--- Aim of the task ---
Echo the material below line for line and unchanged.

--- Pointing records ---
----

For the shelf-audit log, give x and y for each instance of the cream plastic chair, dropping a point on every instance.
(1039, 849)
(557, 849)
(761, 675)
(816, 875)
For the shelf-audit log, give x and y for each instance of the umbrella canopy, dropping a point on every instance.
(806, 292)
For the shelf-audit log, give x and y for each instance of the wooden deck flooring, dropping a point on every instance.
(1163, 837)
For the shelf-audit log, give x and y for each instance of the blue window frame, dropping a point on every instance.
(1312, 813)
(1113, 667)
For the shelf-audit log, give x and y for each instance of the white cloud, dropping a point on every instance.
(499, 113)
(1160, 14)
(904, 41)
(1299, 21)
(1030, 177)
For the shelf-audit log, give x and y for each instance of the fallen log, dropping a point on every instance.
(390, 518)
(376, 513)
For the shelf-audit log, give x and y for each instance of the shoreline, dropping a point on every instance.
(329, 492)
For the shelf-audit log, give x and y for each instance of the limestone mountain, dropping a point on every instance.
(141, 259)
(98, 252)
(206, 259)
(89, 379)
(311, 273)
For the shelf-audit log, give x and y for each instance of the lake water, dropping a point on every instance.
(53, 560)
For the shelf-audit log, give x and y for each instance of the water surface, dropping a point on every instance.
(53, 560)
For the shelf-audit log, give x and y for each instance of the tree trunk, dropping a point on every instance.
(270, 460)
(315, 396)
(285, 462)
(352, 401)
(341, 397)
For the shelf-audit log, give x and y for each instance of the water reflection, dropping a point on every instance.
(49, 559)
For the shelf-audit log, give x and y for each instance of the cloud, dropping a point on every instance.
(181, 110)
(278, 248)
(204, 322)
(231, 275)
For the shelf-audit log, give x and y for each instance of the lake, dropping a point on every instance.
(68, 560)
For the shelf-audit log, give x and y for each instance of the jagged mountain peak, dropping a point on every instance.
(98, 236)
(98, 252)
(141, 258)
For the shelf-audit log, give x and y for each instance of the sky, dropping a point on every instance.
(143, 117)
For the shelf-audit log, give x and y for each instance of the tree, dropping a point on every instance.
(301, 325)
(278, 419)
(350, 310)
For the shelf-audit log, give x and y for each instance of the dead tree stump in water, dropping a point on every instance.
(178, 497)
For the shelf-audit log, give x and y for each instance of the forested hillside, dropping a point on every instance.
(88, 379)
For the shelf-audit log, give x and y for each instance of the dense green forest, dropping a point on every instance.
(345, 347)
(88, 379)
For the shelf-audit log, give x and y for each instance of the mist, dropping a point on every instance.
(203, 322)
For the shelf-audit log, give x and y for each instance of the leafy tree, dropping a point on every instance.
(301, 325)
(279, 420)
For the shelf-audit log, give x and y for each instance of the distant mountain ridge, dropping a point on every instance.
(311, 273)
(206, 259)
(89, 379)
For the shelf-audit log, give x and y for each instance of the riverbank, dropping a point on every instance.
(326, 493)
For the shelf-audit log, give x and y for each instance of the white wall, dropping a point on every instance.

----

--- Problem solution ---
For the shelf-audit log, give x and y for each instance of the cream plastic chair, dropping a point on every instance.
(1039, 849)
(557, 849)
(761, 675)
(816, 875)
For the shelf-audit log, give x and y for each instance of the umbrella canopy, dropping a point on every instance.
(806, 292)
For the shelf-audit log, give x and y for each instance of the wooden deck flooring, dropping a point on every instance.
(1163, 837)
For the shelf-audit log, give x and y for each instance of the blue window frame, dropping a point on every instance.
(1312, 813)
(1113, 667)
For the shelf-audit log, give x and y for each instance of the white cloud, dropping a point on every instance.
(499, 113)
(1160, 14)
(904, 41)
(1299, 21)
(1030, 177)
For the shelf-audit log, give x and y for each instance of the fallen log, dropping a point on every instance.
(390, 518)
(376, 513)
For the shelf-audit log, give x and y for each instance of the shoreline, dropping a point on every instance.
(329, 492)
For the shelf-audit log, give x and y for each instance of the limestone mountain, dropping a point on every instance.
(141, 259)
(98, 252)
(206, 259)
(89, 379)
(311, 273)
For the shelf-audit log, give x and y for each instance of the lake water, dropping a point on every instance.
(53, 560)
For the shelf-audit log, give x and y for each instance of the water surface, dropping a point on every instance.
(53, 560)
For the shelf-audit log, give x and y for each instance of the tree trunk, dropping a point on every instance.
(270, 460)
(315, 396)
(285, 462)
(352, 401)
(341, 397)
For the shelf-audit log, give x and y for each instance of the water reflection, dropping a point on every instance.
(49, 559)
For the shelf-audit log, give x and y for each instance of the cloud, dropping a point on every instance.
(181, 110)
(278, 248)
(204, 322)
(231, 275)
For the shelf-audit log, give x and y for each instance of the lake, dropping a point on every instance.
(68, 560)
For the shelf-audit log, give x and y for each instance of the jagged mountain peak, dropping a point on every instance.
(98, 236)
(98, 252)
(141, 258)
For the shelf-audit log, give x and y for each instance of the sky, dropping a point on every instance.
(143, 117)
For the shelf-audit log, give x and y for each instance of the tree, dropping a point on every instance.
(301, 325)
(278, 419)
(350, 310)
For the shelf-audit log, give x and y for each instance of the dead tree stump in water, dropping a point on every instance.
(178, 497)
For the shelf-audit log, give x and y for each instance of the forested hillside, dropping a point on every instance.
(88, 379)
For the shelf-audit log, give x and y for each instance of the dense green forest, dropping a point on every instance.
(345, 347)
(88, 379)
For the shelf-audit log, give x and y for each instance of the mist, dropping a point on every instance.
(203, 322)
For the shelf-audit log, give x and y for each instance of the leafy tree, dropping a point on every instance.
(301, 325)
(279, 420)
For the shelf-audit log, give x and y for each instance of the distant mountain ridge, dropping a point on every instance.
(311, 273)
(206, 259)
(89, 379)
For the shelf-audit log, give x and y for each instance of the riverbank, dropping a point on every instance.
(326, 493)
For the shelf-audit log, give x and y for each instance of the white wall, dropping a point on every instance.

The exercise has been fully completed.